# BBC weathergirl keeps her promise...



## rustyintegrale (Oct 1, 2006)

Hi Guys,

Anyone who viewed my second video post about my exhaust recently will know that I met BBC South East weathergirl, Kaddy Lee-Preston at a networking evening last Thursday during which she made us a little promise... :wink:

Well here it is, as recorded on Friday evening... :wink:

http://tinyurl.com/lu79yg

Good girl! :lol: Now we know she's up for a laugh we're gonna make it really challenging for her next month! :wink:

Cheers

Rich


----------



## southTT (Feb 5, 2008)

Brilliant :lol: 
cheers
jon


----------



## rustyintegrale (Oct 1, 2006)

southTT said:


> Brilliant :lol:
> cheers
> jon


She's got a fab arse too...










Cheers

rich


----------



## mde-tt (Aug 7, 2007)

• • • •

### Directive 1
According to the forum thread about the BBC weathergirl, at what kind of event did the first poster meet Kaddy Lee-Preston?
### Directive 2
From the forum thread about the BBC weathergirl, reproduce word for word the passage starting at "http://tinyurl.com/lu79yg" and ending at "(Feb 5, 2008)".
### Directive 3
Carry the forum thread about the BBC weathergirl forward from where it stops.

(Data listing)
• • • •

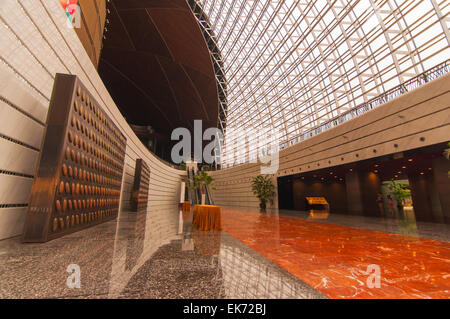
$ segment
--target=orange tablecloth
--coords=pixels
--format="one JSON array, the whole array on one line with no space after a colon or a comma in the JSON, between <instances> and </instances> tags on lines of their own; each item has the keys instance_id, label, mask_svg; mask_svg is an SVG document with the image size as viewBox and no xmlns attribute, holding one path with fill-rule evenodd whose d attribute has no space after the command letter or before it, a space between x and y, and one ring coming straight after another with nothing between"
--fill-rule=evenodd
<instances>
[{"instance_id":1,"label":"orange tablecloth","mask_svg":"<svg viewBox=\"0 0 450 319\"><path fill-rule=\"evenodd\" d=\"M191 211L191 202L184 202L181 204L181 210L183 212L190 212Z\"/></svg>"},{"instance_id":2,"label":"orange tablecloth","mask_svg":"<svg viewBox=\"0 0 450 319\"><path fill-rule=\"evenodd\" d=\"M195 205L192 225L200 230L222 230L220 206Z\"/></svg>"}]
</instances>

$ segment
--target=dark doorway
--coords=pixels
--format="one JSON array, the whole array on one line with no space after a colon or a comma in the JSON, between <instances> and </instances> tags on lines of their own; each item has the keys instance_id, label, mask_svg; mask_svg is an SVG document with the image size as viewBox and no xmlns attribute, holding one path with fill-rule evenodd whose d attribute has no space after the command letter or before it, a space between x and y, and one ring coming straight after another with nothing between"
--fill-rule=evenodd
<instances>
[{"instance_id":1,"label":"dark doorway","mask_svg":"<svg viewBox=\"0 0 450 319\"><path fill-rule=\"evenodd\" d=\"M278 178L278 207L280 209L294 209L294 194L292 177Z\"/></svg>"}]
</instances>

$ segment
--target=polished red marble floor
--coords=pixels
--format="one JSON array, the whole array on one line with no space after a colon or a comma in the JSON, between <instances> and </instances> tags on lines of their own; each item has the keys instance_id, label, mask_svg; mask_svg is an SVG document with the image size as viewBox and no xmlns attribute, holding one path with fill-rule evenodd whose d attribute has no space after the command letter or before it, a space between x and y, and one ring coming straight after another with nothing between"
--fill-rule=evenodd
<instances>
[{"instance_id":1,"label":"polished red marble floor","mask_svg":"<svg viewBox=\"0 0 450 319\"><path fill-rule=\"evenodd\" d=\"M223 208L223 230L330 298L450 298L450 243ZM370 288L369 265L381 287Z\"/></svg>"}]
</instances>

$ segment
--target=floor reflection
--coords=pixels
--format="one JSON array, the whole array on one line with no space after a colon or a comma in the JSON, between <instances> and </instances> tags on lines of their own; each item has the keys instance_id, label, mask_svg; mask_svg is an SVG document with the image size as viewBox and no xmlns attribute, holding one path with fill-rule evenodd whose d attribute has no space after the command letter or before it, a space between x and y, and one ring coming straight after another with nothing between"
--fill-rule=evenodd
<instances>
[{"instance_id":1,"label":"floor reflection","mask_svg":"<svg viewBox=\"0 0 450 319\"><path fill-rule=\"evenodd\" d=\"M392 226L414 233L419 224L408 212L395 220L396 227L381 219L353 219L349 227L331 222L345 222L341 216L312 221L309 212L290 214L296 217L225 208L223 228L331 298L450 298L449 242L368 229ZM371 265L380 269L377 289L366 284Z\"/></svg>"},{"instance_id":2,"label":"floor reflection","mask_svg":"<svg viewBox=\"0 0 450 319\"><path fill-rule=\"evenodd\" d=\"M66 285L70 264L81 288ZM149 207L44 244L0 241L0 298L323 298L192 212Z\"/></svg>"}]
</instances>

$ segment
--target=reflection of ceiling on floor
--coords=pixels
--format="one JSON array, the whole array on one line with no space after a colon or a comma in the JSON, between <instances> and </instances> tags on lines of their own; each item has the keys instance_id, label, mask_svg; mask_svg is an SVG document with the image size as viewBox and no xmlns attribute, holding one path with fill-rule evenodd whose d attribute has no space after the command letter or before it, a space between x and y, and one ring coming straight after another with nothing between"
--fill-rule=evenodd
<instances>
[{"instance_id":1,"label":"reflection of ceiling on floor","mask_svg":"<svg viewBox=\"0 0 450 319\"><path fill-rule=\"evenodd\" d=\"M99 73L129 123L170 134L216 127L218 96L203 34L184 0L112 0Z\"/></svg>"}]
</instances>

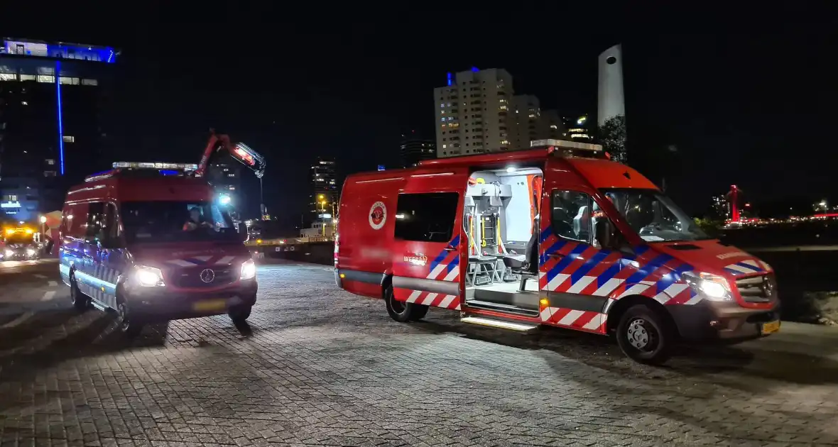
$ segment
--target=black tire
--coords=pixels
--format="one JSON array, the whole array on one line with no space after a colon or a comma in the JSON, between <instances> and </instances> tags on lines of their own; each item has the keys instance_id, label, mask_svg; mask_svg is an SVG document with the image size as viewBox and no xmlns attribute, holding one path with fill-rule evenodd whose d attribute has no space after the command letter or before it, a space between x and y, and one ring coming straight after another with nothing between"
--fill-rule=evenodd
<instances>
[{"instance_id":1,"label":"black tire","mask_svg":"<svg viewBox=\"0 0 838 447\"><path fill-rule=\"evenodd\" d=\"M81 293L79 284L75 282L75 274L70 274L70 301L73 304L73 308L76 311L84 311L91 306L91 298Z\"/></svg>"},{"instance_id":2,"label":"black tire","mask_svg":"<svg viewBox=\"0 0 838 447\"><path fill-rule=\"evenodd\" d=\"M387 286L384 291L384 302L387 306L387 313L390 314L390 317L400 323L420 320L427 313L427 306L397 301L393 294L391 285Z\"/></svg>"},{"instance_id":3,"label":"black tire","mask_svg":"<svg viewBox=\"0 0 838 447\"><path fill-rule=\"evenodd\" d=\"M252 306L236 306L231 307L227 315L230 316L230 319L233 321L233 324L241 324L247 321L251 317L251 311L253 310Z\"/></svg>"},{"instance_id":4,"label":"black tire","mask_svg":"<svg viewBox=\"0 0 838 447\"><path fill-rule=\"evenodd\" d=\"M126 337L133 338L142 331L145 326L137 316L132 316L131 307L125 299L116 299L116 329Z\"/></svg>"},{"instance_id":5,"label":"black tire","mask_svg":"<svg viewBox=\"0 0 838 447\"><path fill-rule=\"evenodd\" d=\"M411 316L411 321L418 321L425 316L427 315L427 311L431 309L430 306L423 306L421 304L411 305L413 306L413 315Z\"/></svg>"},{"instance_id":6,"label":"black tire","mask_svg":"<svg viewBox=\"0 0 838 447\"><path fill-rule=\"evenodd\" d=\"M640 363L660 365L672 356L675 332L654 310L635 305L620 317L617 343L625 355Z\"/></svg>"}]
</instances>

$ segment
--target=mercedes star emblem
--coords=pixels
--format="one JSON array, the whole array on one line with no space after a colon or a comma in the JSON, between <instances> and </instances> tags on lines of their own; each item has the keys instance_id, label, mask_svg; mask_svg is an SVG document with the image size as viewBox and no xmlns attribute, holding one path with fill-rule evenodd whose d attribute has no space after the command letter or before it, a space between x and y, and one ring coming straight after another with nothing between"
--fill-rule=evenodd
<instances>
[{"instance_id":1,"label":"mercedes star emblem","mask_svg":"<svg viewBox=\"0 0 838 447\"><path fill-rule=\"evenodd\" d=\"M215 279L215 272L212 271L212 269L204 269L201 271L201 280L205 283L210 283Z\"/></svg>"}]
</instances>

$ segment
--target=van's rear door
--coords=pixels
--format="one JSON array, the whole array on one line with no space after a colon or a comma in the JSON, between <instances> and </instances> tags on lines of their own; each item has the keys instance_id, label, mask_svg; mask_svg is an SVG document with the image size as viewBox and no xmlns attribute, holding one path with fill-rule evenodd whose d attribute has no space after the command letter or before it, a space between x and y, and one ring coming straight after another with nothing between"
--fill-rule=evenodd
<instances>
[{"instance_id":1,"label":"van's rear door","mask_svg":"<svg viewBox=\"0 0 838 447\"><path fill-rule=\"evenodd\" d=\"M400 301L459 310L468 172L418 171L405 180L394 215L394 295Z\"/></svg>"}]
</instances>

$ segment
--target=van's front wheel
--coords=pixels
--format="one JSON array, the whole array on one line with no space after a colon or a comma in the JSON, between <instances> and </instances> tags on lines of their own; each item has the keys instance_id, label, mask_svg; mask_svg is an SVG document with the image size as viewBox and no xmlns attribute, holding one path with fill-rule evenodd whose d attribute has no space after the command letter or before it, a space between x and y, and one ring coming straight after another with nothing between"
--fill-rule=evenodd
<instances>
[{"instance_id":1,"label":"van's front wheel","mask_svg":"<svg viewBox=\"0 0 838 447\"><path fill-rule=\"evenodd\" d=\"M406 303L396 299L393 286L389 285L384 291L384 302L387 306L390 317L400 323L421 320L427 313L427 306L416 303Z\"/></svg>"},{"instance_id":2,"label":"van's front wheel","mask_svg":"<svg viewBox=\"0 0 838 447\"><path fill-rule=\"evenodd\" d=\"M627 356L641 363L660 365L672 355L675 331L653 309L636 305L626 310L617 326L617 342Z\"/></svg>"}]
</instances>

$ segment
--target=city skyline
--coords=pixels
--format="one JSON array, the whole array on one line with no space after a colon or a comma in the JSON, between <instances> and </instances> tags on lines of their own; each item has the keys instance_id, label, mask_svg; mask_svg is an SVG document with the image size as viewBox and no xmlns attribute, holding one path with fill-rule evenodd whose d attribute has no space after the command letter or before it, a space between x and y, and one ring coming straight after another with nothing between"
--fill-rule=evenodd
<instances>
[{"instance_id":1,"label":"city skyline","mask_svg":"<svg viewBox=\"0 0 838 447\"><path fill-rule=\"evenodd\" d=\"M178 9L187 12L172 9L173 17ZM835 152L786 157L801 144L801 135L793 131L795 126L776 125L820 128L830 123L827 105L834 102L834 92L818 87L829 85L830 70L817 44L828 39L824 27L810 26L815 18L784 18L779 30L767 23L748 23L743 31L730 14L698 13L692 17L701 20L686 22L674 11L582 10L597 14L602 32L572 25L566 33L577 39L561 51L539 51L556 39L548 28L528 29L529 48L489 36L478 48L440 51L426 36L401 33L403 23L362 20L349 27L328 18L323 23L331 26L317 28L266 26L256 18L254 26L241 31L242 39L253 42L304 42L278 53L258 45L215 44L200 20L178 18L151 34L142 27L108 23L47 29L24 23L8 33L112 42L124 49L115 64L124 75L115 98L121 125L109 134L114 141L108 162L191 161L206 130L223 127L277 161L264 178L266 203L275 210L298 213L308 206L308 197L288 192L306 184L313 156L334 157L345 172L399 166L398 130L415 127L433 135L432 90L445 84L447 72L505 68L520 84L515 91L535 95L542 110L558 110L566 117L588 114L595 122L597 57L617 43L623 44L624 58L629 162L659 185L665 178L668 193L688 211L703 209L708 197L732 183L766 198L838 195L829 170ZM252 11L234 9L230 16L254 18ZM138 17L158 22L153 14ZM407 22L428 18L417 14ZM214 44L198 44L202 42ZM275 59L294 69L252 74ZM784 62L792 59L809 61L810 69L804 73ZM208 75L209 60L243 74ZM323 60L352 69L337 75L316 64ZM319 116L336 119L314 119ZM828 147L830 142L809 144ZM743 164L748 168L737 167ZM773 191L773 179L789 176L788 188ZM242 183L251 196L258 192L255 179L245 177ZM248 214L258 215L257 204L252 208Z\"/></svg>"}]
</instances>

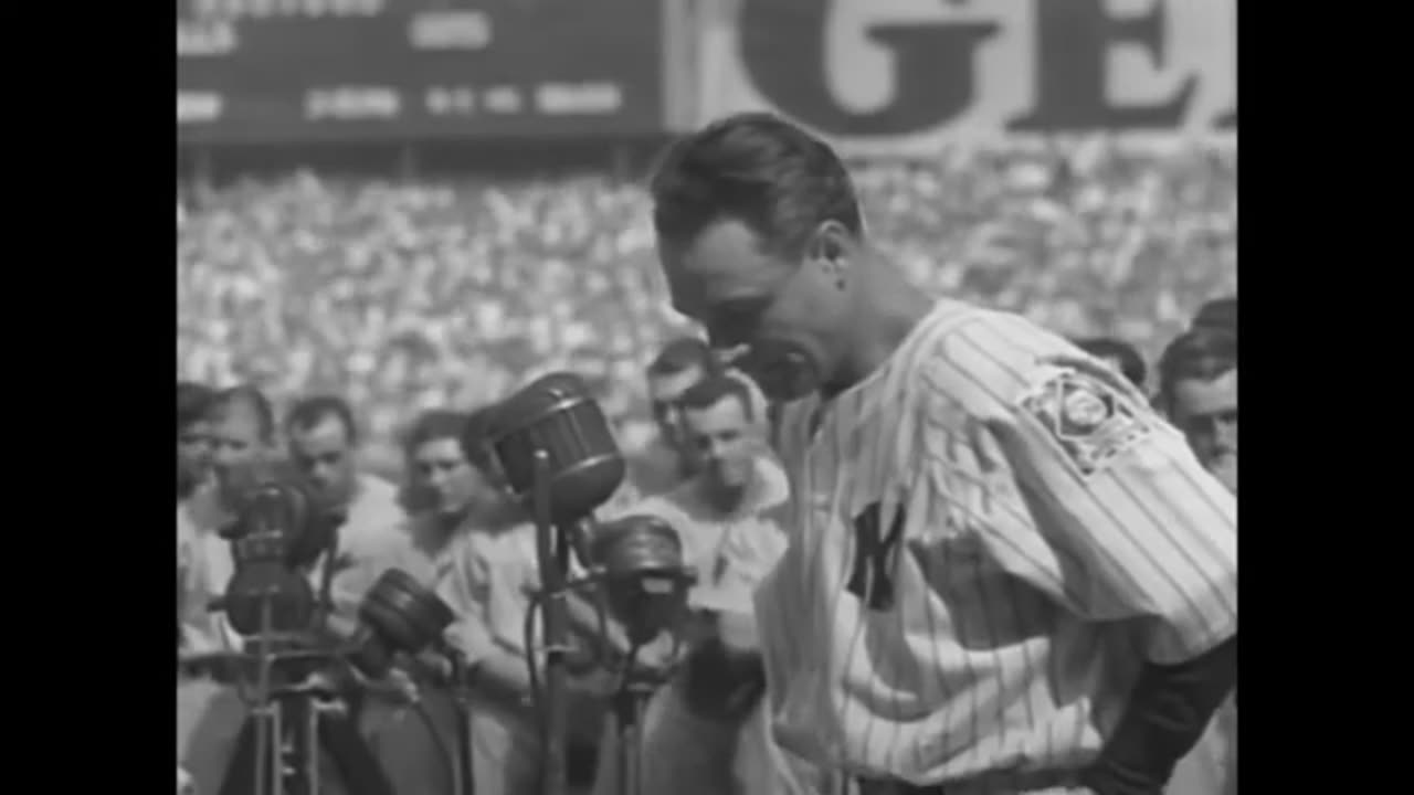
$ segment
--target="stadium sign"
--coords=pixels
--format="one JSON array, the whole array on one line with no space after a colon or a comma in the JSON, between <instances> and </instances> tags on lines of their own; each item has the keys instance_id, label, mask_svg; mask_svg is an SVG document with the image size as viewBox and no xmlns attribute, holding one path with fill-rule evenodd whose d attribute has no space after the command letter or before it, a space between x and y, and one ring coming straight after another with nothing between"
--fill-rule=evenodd
<instances>
[{"instance_id":1,"label":"stadium sign","mask_svg":"<svg viewBox=\"0 0 1414 795\"><path fill-rule=\"evenodd\" d=\"M734 0L699 122L775 110L853 154L998 134L1237 127L1236 0Z\"/></svg>"},{"instance_id":2,"label":"stadium sign","mask_svg":"<svg viewBox=\"0 0 1414 795\"><path fill-rule=\"evenodd\" d=\"M178 0L181 143L662 129L659 3Z\"/></svg>"}]
</instances>

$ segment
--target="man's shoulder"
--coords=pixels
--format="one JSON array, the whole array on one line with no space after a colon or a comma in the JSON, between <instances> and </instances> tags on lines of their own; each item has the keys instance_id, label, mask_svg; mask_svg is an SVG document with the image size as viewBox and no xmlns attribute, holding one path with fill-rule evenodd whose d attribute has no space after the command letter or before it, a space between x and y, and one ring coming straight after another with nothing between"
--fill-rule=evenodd
<instances>
[{"instance_id":1,"label":"man's shoulder","mask_svg":"<svg viewBox=\"0 0 1414 795\"><path fill-rule=\"evenodd\" d=\"M652 441L625 458L626 481L639 495L660 495L680 485L677 454L662 441Z\"/></svg>"},{"instance_id":2,"label":"man's shoulder","mask_svg":"<svg viewBox=\"0 0 1414 795\"><path fill-rule=\"evenodd\" d=\"M358 477L358 488L361 501L368 501L380 509L393 508L402 512L397 499L397 487L390 481L365 472Z\"/></svg>"},{"instance_id":3,"label":"man's shoulder","mask_svg":"<svg viewBox=\"0 0 1414 795\"><path fill-rule=\"evenodd\" d=\"M1048 362L1077 356L1063 337L1025 317L953 303L935 313L906 372L925 407L987 414L1019 402Z\"/></svg>"}]
</instances>

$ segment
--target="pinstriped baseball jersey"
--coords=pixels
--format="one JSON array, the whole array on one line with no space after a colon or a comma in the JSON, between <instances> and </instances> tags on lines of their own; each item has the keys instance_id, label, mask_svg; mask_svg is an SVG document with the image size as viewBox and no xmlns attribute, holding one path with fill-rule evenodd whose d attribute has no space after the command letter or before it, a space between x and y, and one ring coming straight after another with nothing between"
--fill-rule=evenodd
<instances>
[{"instance_id":1,"label":"pinstriped baseball jersey","mask_svg":"<svg viewBox=\"0 0 1414 795\"><path fill-rule=\"evenodd\" d=\"M1077 768L1145 661L1236 632L1236 504L1059 337L942 301L782 417L789 547L756 593L773 726L913 784Z\"/></svg>"}]
</instances>

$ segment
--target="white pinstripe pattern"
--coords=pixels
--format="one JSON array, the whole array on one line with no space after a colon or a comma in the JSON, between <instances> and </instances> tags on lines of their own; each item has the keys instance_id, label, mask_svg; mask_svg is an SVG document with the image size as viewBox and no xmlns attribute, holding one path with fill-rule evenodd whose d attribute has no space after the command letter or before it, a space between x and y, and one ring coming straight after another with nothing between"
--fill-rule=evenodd
<instances>
[{"instance_id":1,"label":"white pinstripe pattern","mask_svg":"<svg viewBox=\"0 0 1414 795\"><path fill-rule=\"evenodd\" d=\"M1021 398L1109 386L1148 433L1082 475ZM779 741L822 765L1014 791L1093 758L1141 662L1236 632L1236 505L1141 395L1027 321L943 301L820 412L786 409L790 547L756 594ZM895 603L844 583L851 518L906 511ZM885 519L887 525L887 519Z\"/></svg>"}]
</instances>

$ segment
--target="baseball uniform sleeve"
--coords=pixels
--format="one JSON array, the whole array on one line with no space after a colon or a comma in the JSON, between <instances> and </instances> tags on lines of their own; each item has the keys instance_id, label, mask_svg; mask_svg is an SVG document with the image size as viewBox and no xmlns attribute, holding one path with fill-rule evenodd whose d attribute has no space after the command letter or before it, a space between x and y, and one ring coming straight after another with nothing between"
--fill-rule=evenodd
<instances>
[{"instance_id":1,"label":"baseball uniform sleeve","mask_svg":"<svg viewBox=\"0 0 1414 795\"><path fill-rule=\"evenodd\" d=\"M329 587L335 610L356 614L363 596L389 569L400 569L427 587L436 580L431 560L393 523L379 535L362 535L356 545L341 550Z\"/></svg>"},{"instance_id":2,"label":"baseball uniform sleeve","mask_svg":"<svg viewBox=\"0 0 1414 795\"><path fill-rule=\"evenodd\" d=\"M967 429L939 433L990 478L984 535L1005 569L1090 620L1154 620L1155 663L1236 634L1236 498L1128 382L1001 315L952 335L928 375L973 405Z\"/></svg>"}]
</instances>

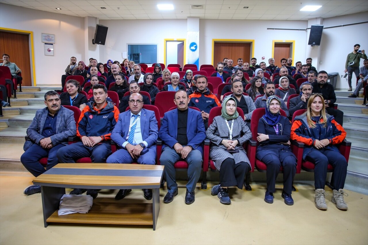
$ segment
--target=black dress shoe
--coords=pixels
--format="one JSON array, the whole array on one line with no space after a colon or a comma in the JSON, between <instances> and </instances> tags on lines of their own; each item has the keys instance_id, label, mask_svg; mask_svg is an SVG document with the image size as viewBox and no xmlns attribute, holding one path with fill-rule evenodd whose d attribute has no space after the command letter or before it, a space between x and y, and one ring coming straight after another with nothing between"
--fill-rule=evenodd
<instances>
[{"instance_id":1,"label":"black dress shoe","mask_svg":"<svg viewBox=\"0 0 368 245\"><path fill-rule=\"evenodd\" d=\"M144 198L147 200L151 200L152 199L152 189L142 189L143 191L143 195Z\"/></svg>"},{"instance_id":2,"label":"black dress shoe","mask_svg":"<svg viewBox=\"0 0 368 245\"><path fill-rule=\"evenodd\" d=\"M163 198L164 203L168 203L169 202L171 202L174 200L174 197L177 195L178 195L178 189L176 189L176 191L173 193L167 192L166 195L165 196L165 197Z\"/></svg>"},{"instance_id":3,"label":"black dress shoe","mask_svg":"<svg viewBox=\"0 0 368 245\"><path fill-rule=\"evenodd\" d=\"M132 191L131 189L122 189L117 192L115 196L115 200L121 200L125 197L127 194Z\"/></svg>"},{"instance_id":4,"label":"black dress shoe","mask_svg":"<svg viewBox=\"0 0 368 245\"><path fill-rule=\"evenodd\" d=\"M185 194L185 203L186 204L191 204L194 202L194 192L190 192L187 189L187 193Z\"/></svg>"},{"instance_id":5,"label":"black dress shoe","mask_svg":"<svg viewBox=\"0 0 368 245\"><path fill-rule=\"evenodd\" d=\"M83 194L86 191L87 189L79 189L78 188L75 188L71 191L69 194L71 195L80 195Z\"/></svg>"},{"instance_id":6,"label":"black dress shoe","mask_svg":"<svg viewBox=\"0 0 368 245\"><path fill-rule=\"evenodd\" d=\"M87 190L87 193L86 193L86 194L88 195L90 195L93 199L94 199L97 197L97 195L98 195L98 192L97 192L97 190L90 189Z\"/></svg>"}]
</instances>

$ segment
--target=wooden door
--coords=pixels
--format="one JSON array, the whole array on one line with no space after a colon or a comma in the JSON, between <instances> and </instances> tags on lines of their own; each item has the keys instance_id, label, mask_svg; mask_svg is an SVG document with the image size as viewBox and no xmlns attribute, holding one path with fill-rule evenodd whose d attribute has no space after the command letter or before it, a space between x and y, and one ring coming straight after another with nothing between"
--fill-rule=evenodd
<instances>
[{"instance_id":1,"label":"wooden door","mask_svg":"<svg viewBox=\"0 0 368 245\"><path fill-rule=\"evenodd\" d=\"M222 62L225 57L233 60L233 65L237 64L238 59L243 59L243 63L250 63L251 58L250 43L215 43L213 53L213 66L216 67L217 63Z\"/></svg>"},{"instance_id":2,"label":"wooden door","mask_svg":"<svg viewBox=\"0 0 368 245\"><path fill-rule=\"evenodd\" d=\"M275 65L281 67L281 59L284 58L287 60L291 57L291 43L275 43L274 47L273 58L275 59Z\"/></svg>"},{"instance_id":3,"label":"wooden door","mask_svg":"<svg viewBox=\"0 0 368 245\"><path fill-rule=\"evenodd\" d=\"M1 58L3 54L8 54L22 71L22 85L32 86L29 34L0 31L0 54Z\"/></svg>"}]
</instances>

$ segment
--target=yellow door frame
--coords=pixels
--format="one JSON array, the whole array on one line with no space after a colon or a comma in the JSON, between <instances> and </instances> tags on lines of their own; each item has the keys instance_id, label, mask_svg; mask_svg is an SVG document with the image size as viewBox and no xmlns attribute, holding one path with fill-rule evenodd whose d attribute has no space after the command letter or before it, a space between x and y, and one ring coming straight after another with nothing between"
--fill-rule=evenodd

• • • •

### Response 1
A networking evening last Thursday.

### Response 2
http://tinyurl.com/lu79yg

Good girl! :lol: Now we know she's up for a laugh we're gonna make it really challenging for her next month! :wink:

Cheers

Rich


----------



## southTT (Feb 5, 2008)

### Response 3
Fair plays to her- she is fit!

Thats a great shot of her arse - very nice


----------



## saint (Dec 6, 2002)

Sorry, Becky Mantin beats all weather girls!!!!


----------



## scoTTy (May 6, 2002)

saint said:


> Sorry, Becky Mantin beats all weather girls!!!!


Join the queue! Phhooooorrrr!


----------



## Wallsendmag (Feb 12, 2004)

I went to school with Diane Oxberry,she used to be the weather Girl on Radio 1


----------



## Toshiba (Jul 8, 2004)

Come on guys, becky is my wife...


----------



## saint (Dec 6, 2002)

Toshiba said:


> Come on guys, becky is my wife...


For how long....? She told me last night that.... phew... you (Toshiba) ain't got long to last... or was that... you don't last long....


----------



## Toshiba (Jul 8, 2004)

I dont do it for her, not point beating around the bush now is there...


----------



## saint (Dec 6, 2002)

Yup no point at all!


----------



## rustyintegrale (Oct 1, 2006)

saint said:


> Sorry, Becky Mantin beats all weather girls!!!!


Yep, I have to agree.

I love her hair...


----------



## jammyd (Oct 11, 2008)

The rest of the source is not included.